------ Source passage ------
Thursday, January 7, 2010

I know I’ve already posted most of these images online at one time or another (and I know this, because they’re already uploaded to a set in Flickr), but you may not have seen them, or you may not remember seeing them. And I always love talking about one of my favorite parts of writing: Character Casting.

As I mentioned in the character-casting post for Menu for Romance, I already had many of the characters that appear in the second and third books cast from writing Stand-In Groom.

Forbes Guidry
Becky asked yesterday: “Are there other lawyer characters you’ve read or seen in the past that influenced your depiction of Forbes?”

The answer to that, quite simply, is yes. There is one particular lawyer character who greatly influenced the creation and description of Forbes. And that is the character of Cole Turner, Assistant District Attorney (and demon/Source of All Evil) in the TV show Charmed, played by the very handsome Julian McMahon.

I was never a regular viewer of that show until he came on the scene. But once the character of Cole was introduced, I was hooked. Of course, I didn’t really like the fact that the character was supposed to be a demon, so for the brief period of time when he was reformed, I was thrilled (and then I stopped watching when he went back over to being evil again).

But because there were a few lingering negative images of Julian McMahon in my mind (especially given the character he went on to play in Nip/Tuck), without conscious thought, the template for Forbes’s character started becoming a hybrid—because right around the time I started working on A Case for Love, I started watching a lot of Gregory Peck movies. Forbes has more of Julian McMahon’s physical characteristics and mannerisms, but there’s something about Gregory Peck’s calm, quiet nature that became part of him, too.

In walked one of the most gorgeous men she’d ever seen—and he looked vaguely familiar. His hair was a cross between brown and auburn, and he looked better in a tuxedo than Fred Astaire ever had. But could he dance like the sliver-screen legend? . . .
------ Listing ------
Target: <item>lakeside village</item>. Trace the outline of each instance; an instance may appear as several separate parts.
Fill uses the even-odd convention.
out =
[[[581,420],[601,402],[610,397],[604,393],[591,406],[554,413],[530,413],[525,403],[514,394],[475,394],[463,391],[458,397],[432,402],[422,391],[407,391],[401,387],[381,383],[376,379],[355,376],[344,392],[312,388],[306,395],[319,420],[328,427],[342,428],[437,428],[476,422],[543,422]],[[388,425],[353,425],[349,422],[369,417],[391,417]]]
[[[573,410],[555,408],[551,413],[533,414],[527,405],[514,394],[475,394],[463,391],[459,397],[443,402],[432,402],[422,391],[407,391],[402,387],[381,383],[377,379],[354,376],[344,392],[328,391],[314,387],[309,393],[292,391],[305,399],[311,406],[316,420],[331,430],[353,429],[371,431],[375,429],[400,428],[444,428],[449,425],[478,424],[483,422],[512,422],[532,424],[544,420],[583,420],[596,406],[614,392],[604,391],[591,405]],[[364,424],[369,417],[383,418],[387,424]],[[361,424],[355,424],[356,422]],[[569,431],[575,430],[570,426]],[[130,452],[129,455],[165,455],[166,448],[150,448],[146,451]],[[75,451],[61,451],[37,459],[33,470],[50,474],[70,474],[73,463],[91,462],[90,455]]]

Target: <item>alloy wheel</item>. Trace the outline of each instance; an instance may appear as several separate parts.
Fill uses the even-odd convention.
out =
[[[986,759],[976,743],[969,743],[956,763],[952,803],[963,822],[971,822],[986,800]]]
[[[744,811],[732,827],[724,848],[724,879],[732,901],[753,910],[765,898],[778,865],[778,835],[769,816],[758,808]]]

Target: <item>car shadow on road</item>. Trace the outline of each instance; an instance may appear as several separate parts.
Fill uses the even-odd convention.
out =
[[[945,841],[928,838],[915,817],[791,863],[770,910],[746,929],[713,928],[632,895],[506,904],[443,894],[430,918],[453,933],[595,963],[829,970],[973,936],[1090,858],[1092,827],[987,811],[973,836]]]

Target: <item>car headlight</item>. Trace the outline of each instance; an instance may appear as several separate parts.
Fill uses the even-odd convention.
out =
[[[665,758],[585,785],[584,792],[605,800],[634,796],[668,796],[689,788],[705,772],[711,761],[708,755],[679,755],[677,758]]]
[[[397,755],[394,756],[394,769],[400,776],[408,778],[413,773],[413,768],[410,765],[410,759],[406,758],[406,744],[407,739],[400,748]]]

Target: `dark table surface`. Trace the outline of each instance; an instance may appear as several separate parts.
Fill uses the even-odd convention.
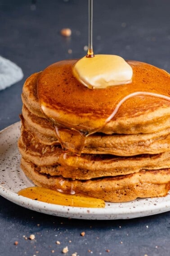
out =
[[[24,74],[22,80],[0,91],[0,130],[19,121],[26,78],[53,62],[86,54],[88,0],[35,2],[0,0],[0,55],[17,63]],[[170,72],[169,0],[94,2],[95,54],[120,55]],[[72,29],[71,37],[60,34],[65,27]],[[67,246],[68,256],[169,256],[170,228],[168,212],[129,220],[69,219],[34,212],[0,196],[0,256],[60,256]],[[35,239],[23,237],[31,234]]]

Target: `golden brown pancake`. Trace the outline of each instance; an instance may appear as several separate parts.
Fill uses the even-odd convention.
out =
------
------ Listing ------
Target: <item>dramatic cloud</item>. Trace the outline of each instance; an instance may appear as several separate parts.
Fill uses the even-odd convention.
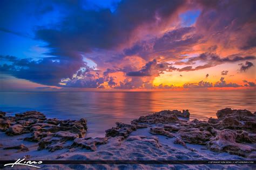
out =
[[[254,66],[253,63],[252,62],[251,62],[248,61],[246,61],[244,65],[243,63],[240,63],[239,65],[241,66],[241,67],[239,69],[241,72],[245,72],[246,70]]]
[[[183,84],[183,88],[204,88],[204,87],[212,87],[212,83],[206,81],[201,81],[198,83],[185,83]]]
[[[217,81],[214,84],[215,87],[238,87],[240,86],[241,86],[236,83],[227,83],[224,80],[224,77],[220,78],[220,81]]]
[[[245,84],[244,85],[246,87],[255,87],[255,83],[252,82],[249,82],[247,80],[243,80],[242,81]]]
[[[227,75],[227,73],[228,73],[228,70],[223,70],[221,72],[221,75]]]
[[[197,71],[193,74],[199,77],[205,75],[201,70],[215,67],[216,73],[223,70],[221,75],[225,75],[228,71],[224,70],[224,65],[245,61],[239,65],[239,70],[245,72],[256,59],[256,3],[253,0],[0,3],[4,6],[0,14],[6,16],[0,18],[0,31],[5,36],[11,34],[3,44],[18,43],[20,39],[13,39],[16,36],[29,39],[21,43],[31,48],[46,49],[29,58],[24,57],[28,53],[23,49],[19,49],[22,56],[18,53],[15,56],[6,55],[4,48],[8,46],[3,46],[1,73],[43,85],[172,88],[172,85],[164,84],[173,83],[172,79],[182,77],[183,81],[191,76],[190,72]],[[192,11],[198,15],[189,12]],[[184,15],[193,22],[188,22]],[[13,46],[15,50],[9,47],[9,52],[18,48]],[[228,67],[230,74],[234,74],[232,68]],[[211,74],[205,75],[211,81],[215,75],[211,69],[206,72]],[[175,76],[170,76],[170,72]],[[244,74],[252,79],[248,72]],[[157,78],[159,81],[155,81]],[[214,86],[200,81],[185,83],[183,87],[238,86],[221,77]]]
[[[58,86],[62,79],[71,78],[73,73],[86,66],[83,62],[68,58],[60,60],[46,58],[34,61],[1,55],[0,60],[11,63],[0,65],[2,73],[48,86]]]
------
Task statement:
According to the character-casting post, which lawyer character greatly influenced the creation of Forbes, and in what TV show did that character appear? Work only from the character-casting post.

Solution for this exercise:
Cole Turner, Assistant District Attorney, in the TV show Charmed.